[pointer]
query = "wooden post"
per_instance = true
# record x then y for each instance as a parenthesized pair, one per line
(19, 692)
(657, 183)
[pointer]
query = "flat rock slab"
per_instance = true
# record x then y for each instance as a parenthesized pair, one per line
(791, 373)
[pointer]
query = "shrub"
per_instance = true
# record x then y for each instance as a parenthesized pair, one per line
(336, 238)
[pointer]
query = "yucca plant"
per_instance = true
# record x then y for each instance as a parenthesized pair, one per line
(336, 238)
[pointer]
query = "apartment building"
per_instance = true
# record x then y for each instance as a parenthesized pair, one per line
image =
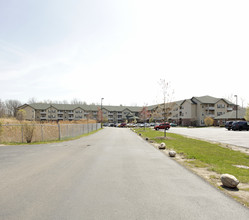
(57, 112)
(193, 111)
(184, 112)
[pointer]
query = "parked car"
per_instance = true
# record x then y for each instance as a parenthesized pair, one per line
(228, 125)
(162, 126)
(122, 125)
(173, 125)
(240, 125)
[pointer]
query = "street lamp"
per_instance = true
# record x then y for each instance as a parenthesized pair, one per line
(236, 106)
(101, 116)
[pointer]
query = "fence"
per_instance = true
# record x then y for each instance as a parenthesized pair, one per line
(44, 132)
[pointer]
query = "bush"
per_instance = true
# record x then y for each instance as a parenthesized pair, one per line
(208, 121)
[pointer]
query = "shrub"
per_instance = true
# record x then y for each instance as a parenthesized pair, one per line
(208, 121)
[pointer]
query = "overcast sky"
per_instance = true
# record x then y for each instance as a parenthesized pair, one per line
(120, 49)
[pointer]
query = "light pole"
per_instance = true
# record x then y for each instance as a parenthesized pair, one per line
(101, 116)
(236, 106)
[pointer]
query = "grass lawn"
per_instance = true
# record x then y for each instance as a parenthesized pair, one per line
(204, 154)
(54, 141)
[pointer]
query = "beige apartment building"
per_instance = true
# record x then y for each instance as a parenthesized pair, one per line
(58, 112)
(193, 111)
(188, 112)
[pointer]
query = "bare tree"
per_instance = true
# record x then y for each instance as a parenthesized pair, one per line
(247, 113)
(11, 107)
(2, 108)
(167, 100)
(144, 115)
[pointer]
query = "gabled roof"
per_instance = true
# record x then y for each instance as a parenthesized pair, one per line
(232, 115)
(209, 100)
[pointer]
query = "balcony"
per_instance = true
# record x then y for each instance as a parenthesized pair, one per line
(210, 108)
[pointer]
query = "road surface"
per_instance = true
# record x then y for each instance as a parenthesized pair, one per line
(112, 174)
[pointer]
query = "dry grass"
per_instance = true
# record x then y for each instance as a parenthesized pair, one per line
(12, 130)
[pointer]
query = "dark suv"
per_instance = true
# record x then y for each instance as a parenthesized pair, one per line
(228, 125)
(240, 125)
(165, 126)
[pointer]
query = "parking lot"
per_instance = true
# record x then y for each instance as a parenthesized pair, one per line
(221, 135)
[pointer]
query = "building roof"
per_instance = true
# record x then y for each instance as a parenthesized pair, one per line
(232, 115)
(210, 100)
(70, 107)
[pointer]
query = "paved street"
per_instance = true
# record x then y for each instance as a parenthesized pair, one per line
(222, 135)
(113, 174)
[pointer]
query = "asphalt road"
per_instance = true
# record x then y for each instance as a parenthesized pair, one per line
(221, 135)
(113, 174)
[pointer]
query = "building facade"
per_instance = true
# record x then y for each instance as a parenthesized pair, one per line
(188, 112)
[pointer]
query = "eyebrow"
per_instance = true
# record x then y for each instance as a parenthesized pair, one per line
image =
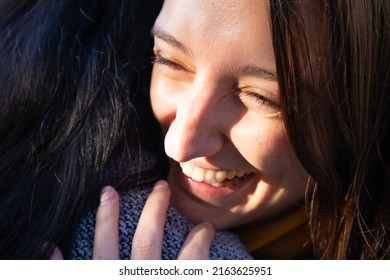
(248, 70)
(169, 39)
(258, 72)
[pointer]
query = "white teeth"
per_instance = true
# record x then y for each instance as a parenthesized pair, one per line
(209, 176)
(212, 177)
(220, 176)
(198, 174)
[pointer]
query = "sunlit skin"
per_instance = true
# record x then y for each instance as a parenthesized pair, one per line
(215, 93)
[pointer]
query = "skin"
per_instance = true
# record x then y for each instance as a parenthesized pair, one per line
(215, 93)
(147, 240)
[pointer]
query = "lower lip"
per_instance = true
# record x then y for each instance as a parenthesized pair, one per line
(206, 191)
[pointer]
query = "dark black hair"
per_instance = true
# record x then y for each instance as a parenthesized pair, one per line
(333, 67)
(73, 99)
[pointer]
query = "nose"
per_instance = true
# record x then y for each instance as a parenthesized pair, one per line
(197, 128)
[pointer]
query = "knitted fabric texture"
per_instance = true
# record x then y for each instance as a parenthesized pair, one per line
(225, 245)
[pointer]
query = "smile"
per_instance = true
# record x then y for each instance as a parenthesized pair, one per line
(215, 178)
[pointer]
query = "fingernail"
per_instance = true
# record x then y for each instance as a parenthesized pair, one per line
(107, 195)
(160, 185)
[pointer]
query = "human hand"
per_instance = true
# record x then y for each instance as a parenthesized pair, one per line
(148, 238)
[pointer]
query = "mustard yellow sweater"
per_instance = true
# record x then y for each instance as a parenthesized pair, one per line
(286, 238)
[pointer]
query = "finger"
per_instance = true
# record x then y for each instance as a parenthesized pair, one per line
(56, 255)
(147, 241)
(198, 242)
(106, 241)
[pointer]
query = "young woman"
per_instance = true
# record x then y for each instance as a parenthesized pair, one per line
(73, 114)
(276, 119)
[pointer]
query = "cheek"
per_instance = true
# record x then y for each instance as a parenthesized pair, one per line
(263, 145)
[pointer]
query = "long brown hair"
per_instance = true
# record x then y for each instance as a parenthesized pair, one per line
(333, 64)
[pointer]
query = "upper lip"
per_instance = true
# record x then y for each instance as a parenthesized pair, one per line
(210, 176)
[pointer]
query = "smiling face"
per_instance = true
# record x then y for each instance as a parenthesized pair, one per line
(215, 93)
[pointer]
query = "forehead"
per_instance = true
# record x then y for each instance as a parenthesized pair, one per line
(229, 26)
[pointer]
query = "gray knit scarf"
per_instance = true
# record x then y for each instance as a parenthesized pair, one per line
(225, 246)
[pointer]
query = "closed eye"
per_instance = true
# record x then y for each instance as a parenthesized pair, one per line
(158, 59)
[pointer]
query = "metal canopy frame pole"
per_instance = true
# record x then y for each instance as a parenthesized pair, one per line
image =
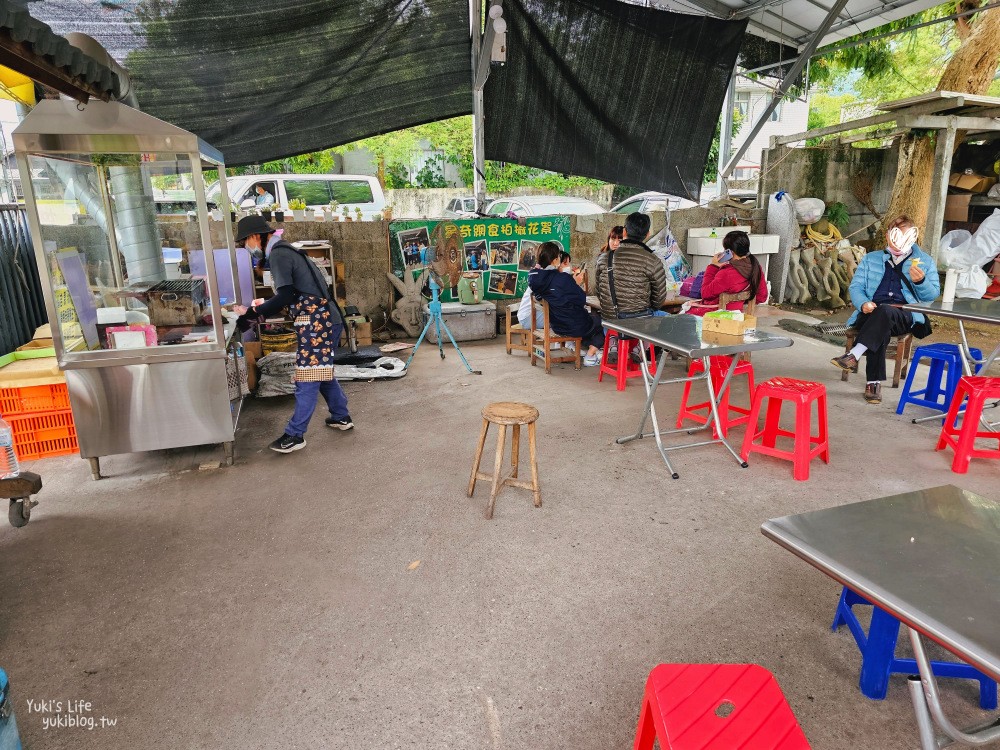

= = = = = = =

Quote the records above in full, dropping each picture.

[pointer]
query = "wooden post"
per_instance = true
# record x then y for each instance as a parenthesized pair, one per line
(19, 692)
(657, 183)
[pointer]
query = "flat rock slab"
per_instance = true
# record x then y for each instance as a parenthesized pair, one per line
(791, 373)
[pointer]
query = "shrub"
per_instance = true
# record x then y for each instance as a parenthesized pair, one per line
(336, 238)
[pointer]
query = "yucca plant"
per_instance = true
# record x then y for each instance as a parenthesized pair, one per line
(336, 238)
[pointer]
query = "apartment building"
per_instance = true
# record x then y for each instance as a parenthesized pair, one per line
image =
(57, 112)
(193, 111)
(184, 112)
[pointer]
query = "parked car"
per_instance = true
# record x then y for each instance as a parenthesized pair, one per line
(228, 125)
(162, 126)
(122, 125)
(173, 125)
(240, 125)
[pointer]
query = "street lamp"
per_instance = true
# record x then y for each instance as a parenthesized pair, one per line
(236, 106)
(101, 116)
[pointer]
query = "fence"
per_instance = true
# record x then y for each instance as a parenthesized pair, one per line
(44, 132)
[pointer]
query = "bush"
per_instance = true
# record x then y for each instance as a parenthesized pair, one per line
(208, 121)
[pointer]
query = "shrub"
per_instance = true
# record x then y for each instance as a parenthesized pair, one per line
(208, 121)
[pointer]
query = "overcast sky"
per_instance = true
# record x then y for each instance as a parenthesized pair, one per line
(120, 49)
[pointer]
query = "light pole"
per_instance = true
# record x then y for each instance as a parenthesized pair, one per line
(101, 116)
(236, 106)
[pointer]
query = "grass lawn"
per_instance = true
# record x then y for each instance as a parenthesized pair, one per line
(204, 154)
(54, 141)
[pointer]
query = "beige apartment building"
per_instance = true
# record x then y for each instance as a parenthesized pair, one per line
(58, 112)
(193, 111)
(188, 112)
[pointer]
query = "bare tree"
per_instance = true
# record x then y for each instance as a parenthesized pair, one per line
(247, 113)
(11, 107)
(2, 108)
(167, 100)
(144, 115)
[pointer]
query = "gabled roof"
per_instance = true
# record x then y for each instance as a parenthesized pair, one per line
(232, 115)
(209, 100)
[pointer]
query = "balcony"
per_instance = true
# record x then y for each instance as a parenthesized pair, one per line
(210, 108)
[pointer]
query = "road surface"
per_instance = true
# record x then y for each instance as a parenthesized pair, one per line
(112, 174)
[pointer]
query = "dry grass"
per_instance = true
# record x then y for each instance as a parenthesized pair, one per line
(12, 130)
[pointer]
query = "dark suv"
per_instance = true
# record x then y for each instance as a parenthesized pair, one per line
(228, 125)
(240, 125)
(165, 126)
[pointer]
query = "parking lot"
per_instance = true
# record x then y for each instance as a parenthesized pair, one per line
(221, 135)
[pointer]
query = "building roof"
per_instance = true
# record x then y for each instance as a parenthesized pair, one per line
(232, 115)
(210, 100)
(70, 107)
[pointer]
query = "paved street"
per_instance = true
# record x then y for each instance as a parenthesized pair, one per line
(222, 135)
(113, 174)
[pointer]
query = "asphalt road"
per_instance = true
# record x then y for each instance as a parenthesized pair, one per line
(221, 135)
(113, 174)
[pointer]
query = "building facade"
per_instance = true
# record x then y for each instance as a parenthesized pair, one per line
(188, 112)
[pointer]
query = "eyebrow"
per_instance = true
# record x then y for each instance as a parenthesized pair, one per line
image =
(248, 70)
(169, 39)
(258, 72)
[pointer]
query = "white teeth"
per_instance = true
# record x then y for each instance as a parenthesized pair, one per line
(209, 176)
(212, 177)
(220, 176)
(198, 174)
[pointer]
query = "sunlit skin"
per_instance = true
# record x then y for each instance as a parenthesized pair, one per line
(215, 93)
[pointer]
query = "skin"
per_instance = true
# record x then y for each instance as a parenthesized pair, one per line
(215, 93)
(147, 240)
[pointer]
query = "lower lip"
per_instance = true
# record x then y for each instance as a parenthesized pair, one per line
(206, 191)
[pointer]
query = "dark black hair"
per_instance = true
# record x then y for each instance as a parenthesized pair, one per line
(333, 67)
(73, 99)
[pointer]
query = "nose"
per_instance = true
# record x then y for each instance as a parenthesized pair, one per line
(197, 128)
[pointer]
query = "knitted fabric texture"
per_instance = true
# record x then y for each instance as a parenthesized pair, one per line
(225, 245)
[pointer]
query = "smile"
per_instance = true
# record x then y for each instance as a parenthesized pair, one per line
(215, 178)
[pointer]
query = "fingernail"
per_instance = true
# record x then y for each instance as a parenthesized pair, one per line
(107, 195)
(160, 185)
[pointer]
query = "human hand"
per_instance = true
# record x then y for each instance as a parenthesized pair, one per line
(148, 238)
[pointer]
query = "mustard yellow sweater"
per_instance = true
# record x then y for each instance as a parenthesized pair, one per line
(286, 238)
[pointer]
query = "finger"
per_instance = true
# record x then y for each instance as a parenthesized pair, one per line
(56, 255)
(147, 241)
(198, 242)
(106, 241)
[pointer]
query = "young woman"
per_instance = true
# record x then y for each instance as a parenthesized pair, one per line
(73, 114)
(276, 119)
[pointer]
query = "cheek"
per_instance = true
# record x then y for each instance as a parenthesized pair, one per line
(263, 145)
[pointer]
query = "long brown hair"
per_instance = true
# record x then y for each instance as a parenthesized pair, one per line
(333, 64)
[pointer]
query = "upper lip"
per_instance = true
# record x then y for each instance as a parenthesized pair, one per line
(210, 176)
[pointer]
query = "smiling face"
per_instance = true
# record x then y for each instance as a parenthesized pair, one per line
(215, 93)
[pointer]
query = "forehead"
per_instance = true
# record x then y for each instance as a parenthesized pair, one per line
(229, 26)
[pointer]
query = "gray knit scarf"
per_instance = true
# record x then y for each instance as a parenthesized pair, one per line
(225, 246)
[pointer]
query = "closed eye"
per_instance = true
# record x then y for each instance as a parenthesized pair, one per line
(158, 59)
[pointer]
query = "metal canopy frame pole"
per_instance = true
# record x then y for each instance as a parenthesized pair, one per line
image =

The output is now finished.